→ **SUPPLIED DATA**:
——

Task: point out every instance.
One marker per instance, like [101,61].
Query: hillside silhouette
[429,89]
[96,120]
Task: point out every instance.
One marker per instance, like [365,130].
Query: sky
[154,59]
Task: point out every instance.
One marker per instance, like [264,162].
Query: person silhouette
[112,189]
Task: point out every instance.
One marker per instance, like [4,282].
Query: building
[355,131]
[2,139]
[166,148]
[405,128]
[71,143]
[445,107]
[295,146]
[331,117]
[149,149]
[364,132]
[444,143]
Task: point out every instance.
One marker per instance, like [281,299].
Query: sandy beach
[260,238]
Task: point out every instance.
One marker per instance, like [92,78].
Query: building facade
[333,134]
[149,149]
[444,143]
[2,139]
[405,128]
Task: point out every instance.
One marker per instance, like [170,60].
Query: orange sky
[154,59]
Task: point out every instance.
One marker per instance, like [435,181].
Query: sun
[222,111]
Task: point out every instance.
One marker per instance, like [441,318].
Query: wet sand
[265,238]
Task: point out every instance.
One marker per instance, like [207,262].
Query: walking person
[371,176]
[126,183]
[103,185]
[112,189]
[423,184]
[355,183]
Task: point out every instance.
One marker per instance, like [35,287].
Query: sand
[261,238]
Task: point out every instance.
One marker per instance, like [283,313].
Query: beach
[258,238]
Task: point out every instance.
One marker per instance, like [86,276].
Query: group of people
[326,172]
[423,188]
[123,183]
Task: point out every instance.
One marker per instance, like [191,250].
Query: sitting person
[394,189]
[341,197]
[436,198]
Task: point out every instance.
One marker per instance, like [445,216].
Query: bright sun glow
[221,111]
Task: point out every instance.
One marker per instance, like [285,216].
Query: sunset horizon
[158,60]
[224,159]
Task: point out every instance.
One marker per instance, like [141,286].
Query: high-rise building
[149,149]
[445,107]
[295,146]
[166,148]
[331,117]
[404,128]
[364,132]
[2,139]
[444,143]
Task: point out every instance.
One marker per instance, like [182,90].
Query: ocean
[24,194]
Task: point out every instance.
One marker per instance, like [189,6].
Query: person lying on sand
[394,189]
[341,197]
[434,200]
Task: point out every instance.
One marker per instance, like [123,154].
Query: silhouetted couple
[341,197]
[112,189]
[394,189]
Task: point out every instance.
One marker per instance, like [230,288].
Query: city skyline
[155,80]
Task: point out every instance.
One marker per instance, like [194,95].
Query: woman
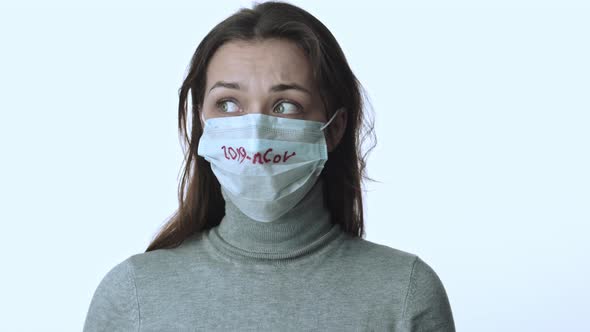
[268,235]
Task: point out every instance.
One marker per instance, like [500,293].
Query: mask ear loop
[333,116]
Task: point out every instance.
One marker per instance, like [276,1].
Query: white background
[482,122]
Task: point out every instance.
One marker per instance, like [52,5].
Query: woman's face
[271,77]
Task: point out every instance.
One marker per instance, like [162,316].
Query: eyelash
[222,100]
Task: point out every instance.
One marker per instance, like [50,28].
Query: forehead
[268,61]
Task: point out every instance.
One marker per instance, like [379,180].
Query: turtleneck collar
[302,230]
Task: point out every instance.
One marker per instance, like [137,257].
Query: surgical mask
[265,164]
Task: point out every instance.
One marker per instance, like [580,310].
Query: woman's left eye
[286,107]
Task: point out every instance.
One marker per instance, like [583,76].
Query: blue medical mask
[265,164]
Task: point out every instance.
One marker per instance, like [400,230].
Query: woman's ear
[336,130]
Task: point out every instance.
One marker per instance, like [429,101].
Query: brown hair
[201,205]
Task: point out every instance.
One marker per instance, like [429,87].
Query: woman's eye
[286,108]
[226,106]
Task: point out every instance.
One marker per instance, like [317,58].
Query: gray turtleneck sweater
[298,273]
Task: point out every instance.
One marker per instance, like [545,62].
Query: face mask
[265,164]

——

Omit every picture, then repeat the remaining data exactly as it appears above.

→ **EXERCISE SOLUTION**:
Task: point out every instance.
One marker per instance, like [101,61].
Query: hillside silhouette
[429,89]
[96,120]
Task: point out every instance.
One marker per instance, like [365,130].
Query: sky
[154,59]
Task: point out every instance.
One marker per instance, like [264,162].
Query: person silhouette
[112,189]
Task: point out every instance.
One marker per instance, like [4,282].
Query: building
[355,131]
[2,139]
[166,148]
[405,128]
[71,143]
[445,107]
[295,146]
[331,117]
[149,149]
[364,132]
[444,143]
Task: point out every instance.
One marker per instance, like [281,299].
Query: sandy beach
[260,238]
Task: point out every instance.
One marker per instance, like [92,78].
Query: building facade
[333,134]
[149,149]
[444,143]
[2,139]
[405,128]
Task: point out every instance.
One marker per instance, like [170,60].
Query: orange sky
[154,59]
Task: point out every instance.
One marker per instance, like [435,181].
Query: sun
[222,111]
Task: point out every instance.
One marker per instance, like [441,318].
Query: wet sand
[265,238]
Task: point out every instance.
One marker per instance, like [207,262].
Query: walking person
[371,176]
[126,183]
[103,185]
[112,189]
[423,184]
[355,183]
Task: point out every instance.
One marker per instance, like [35,287].
Query: sand
[261,238]
Task: point out every instance.
One marker per instance, like [283,313].
Query: beach
[258,238]
Task: point out every instance.
One marker per instance, like [86,276].
Query: group of people
[326,172]
[423,188]
[123,183]
Task: point out every instance.
One marker per instance, like [191,250].
Query: sitting person
[394,189]
[341,197]
[436,198]
Task: point out every instance.
One marker per instance, like [445,216].
Query: bright sun glow
[221,111]
Task: point out every instance.
One marker per instance, like [285,216].
Query: sunset horizon
[158,60]
[224,159]
Task: point out every instance.
One marker per instance, like [141,286].
Query: high-rise building
[149,149]
[445,107]
[295,146]
[166,148]
[331,117]
[404,128]
[364,132]
[2,139]
[444,143]
Task: point out every instance.
One marker per instance, like [182,90].
Query: ocean
[24,194]
Task: point out every instance.
One marker per instance, like [189,6].
Query: person lying on sand
[394,189]
[341,197]
[434,200]
Task: point out every instance.
One marker per instance, like [123,154].
Query: silhouetted couple
[341,197]
[112,189]
[394,189]
Task: point out every instance.
One marker per instance, like [230,288].
Query: city skyline
[155,80]
Task: point out every instance.
One marker per instance, like [194,95].
Query: woman
[268,235]
Task: point out every instance.
One marker per instance, like [500,293].
Query: mask ear loop
[333,116]
Task: point out every instance.
One marker per instance, like [276,1].
Query: white background
[482,122]
Task: point out every instance.
One marker per instance, like [52,5].
Query: woman's face
[271,77]
Task: point out every instance.
One marker per instance, like [162,316].
Query: eyelash
[222,100]
Task: point out every instance.
One marker per instance, like [50,28].
Query: forehead
[268,61]
Task: point out every instance.
One marker per instance, like [379,180].
Query: turtleneck collar
[302,230]
Task: point out every instance.
One marker per instance, like [137,257].
Query: surgical mask
[265,164]
Task: point out every instance.
One marker per instance, like [580,310].
Query: woman's left eye
[286,107]
Task: point out every instance.
One marker per instance, like [583,76].
Query: blue medical mask
[265,164]
Task: point out every instance.
One marker per instance, like [400,230].
Query: woman's ear
[336,130]
Task: point out every instance.
One marker per instance, like [429,101].
Query: brown hair
[201,205]
Task: point out every instance.
One marker per instance, like [429,87].
Query: woman's eye
[286,108]
[226,106]
Task: point out every instance.
One marker per instance, like [317,58].
Query: gray turtleneck sweater
[298,273]
Task: point out every instance.
One marker per instance, like [545,62].
Query: face mask
[265,164]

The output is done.